▸ Directive 1: Reproduce word for word the passage of the Hadoop post starting at "String searching is" and ending at "processing was faster.".

▸ Document segment:
Archive for January, 2013

Adventures in Hadoop, #5: String Searching vs. Record Parsing

Friday, January 25th, 2013 by Roy

In a previous post I described how I could now string search WorldCat using the Research compute cluster and Hadoop. This means I can find any string of characters anywhere in a MARC record and output the OCLC numbers of matches and/or the entire record, all within a few minutes. Keep in mind we are now talking about nearly 300 million records.

String searching is not, by any means, the only way we use Hadoop. It is actually more common for us to use code (typically written in Java, Python, or Perl) to parse the records and output portions for further processing. But since I had been using such code for simply identifying records of interest, I began to wonder which method of processing was faster.

In a short experiment I quickly proved that string searching was about three times faster for simple identification and output of records than was the code I had previously been using. This is because, I believe, the code I had been using would parse the record before determining if it met my criteria. This one extra step added so much overhead to the process that it would take 15 minutes (in one test) rather than 5.

This likely means that in some cases where relatively few records would match your criteria, you would still be better off extracting the records by string searching and then running your extraction code against them off-cluster. For example, if I wanted to pull out the 245 fields of, say, about 1,000 records, I’d likely be better off extracting the records I wanted by string searching and then process that file directly without using Hadoop.

One last permutation, however. If your process is one that identifies 1,000 records in some situations and several million in another, having one process through which all operations flow is more efficient than two or more separate processes.

▸ Rows:
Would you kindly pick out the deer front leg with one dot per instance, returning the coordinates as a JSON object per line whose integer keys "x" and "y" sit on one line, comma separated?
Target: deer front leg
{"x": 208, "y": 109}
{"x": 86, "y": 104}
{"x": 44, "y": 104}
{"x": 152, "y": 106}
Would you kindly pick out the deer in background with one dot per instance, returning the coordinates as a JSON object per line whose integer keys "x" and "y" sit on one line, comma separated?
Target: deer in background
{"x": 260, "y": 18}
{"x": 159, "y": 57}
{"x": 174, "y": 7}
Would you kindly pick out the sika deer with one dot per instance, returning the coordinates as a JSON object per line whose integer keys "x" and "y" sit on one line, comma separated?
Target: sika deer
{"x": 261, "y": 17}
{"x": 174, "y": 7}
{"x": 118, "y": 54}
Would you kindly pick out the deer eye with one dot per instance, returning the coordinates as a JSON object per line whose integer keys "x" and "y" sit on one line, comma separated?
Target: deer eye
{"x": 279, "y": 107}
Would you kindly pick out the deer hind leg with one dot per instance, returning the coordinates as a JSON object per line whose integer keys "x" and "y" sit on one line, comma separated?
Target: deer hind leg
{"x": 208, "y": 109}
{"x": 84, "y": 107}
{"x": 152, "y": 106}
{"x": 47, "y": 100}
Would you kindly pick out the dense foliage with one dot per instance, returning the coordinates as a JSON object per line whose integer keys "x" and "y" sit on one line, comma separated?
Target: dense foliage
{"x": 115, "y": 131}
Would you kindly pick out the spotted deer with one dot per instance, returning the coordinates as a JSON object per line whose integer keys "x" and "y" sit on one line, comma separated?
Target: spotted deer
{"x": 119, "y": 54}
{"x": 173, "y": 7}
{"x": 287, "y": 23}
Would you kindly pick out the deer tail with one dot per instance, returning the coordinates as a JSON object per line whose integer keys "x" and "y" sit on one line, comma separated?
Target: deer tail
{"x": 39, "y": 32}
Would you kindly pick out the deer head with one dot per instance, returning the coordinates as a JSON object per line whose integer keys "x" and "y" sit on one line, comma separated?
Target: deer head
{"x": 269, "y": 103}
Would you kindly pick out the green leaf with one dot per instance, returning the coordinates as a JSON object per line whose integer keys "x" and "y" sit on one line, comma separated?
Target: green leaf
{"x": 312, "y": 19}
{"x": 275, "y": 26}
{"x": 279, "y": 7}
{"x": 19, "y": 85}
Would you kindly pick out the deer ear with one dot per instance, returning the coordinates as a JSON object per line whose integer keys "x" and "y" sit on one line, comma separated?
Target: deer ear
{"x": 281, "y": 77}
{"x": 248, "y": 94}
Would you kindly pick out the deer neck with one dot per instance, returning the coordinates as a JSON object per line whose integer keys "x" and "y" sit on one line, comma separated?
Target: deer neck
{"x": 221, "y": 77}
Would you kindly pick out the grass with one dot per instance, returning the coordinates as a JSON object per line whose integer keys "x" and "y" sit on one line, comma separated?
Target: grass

▸ Directive 2: Transcribe the lines of the entries starting at the line that contains "Would you kindly pick out the grass" and ending at the last line of the entries, with no changes.

▸ Written solution 1:
String searching is not, by any means, the only way we use Hadoop. It is actually more common for us to use code (typically written in Java, Python, or Perl) to parse the records and output portions for further processing. But since I had been using such code for simply identifying records of interest, I began to wonder which method of processing was faster.

▸ Written solution 2:
Would you kindly pick out the grass with one dot per instance, returning the coordinates as a JSON object per line whose integer keys "x" and "y" sit on one line, comma separated?
Target: grass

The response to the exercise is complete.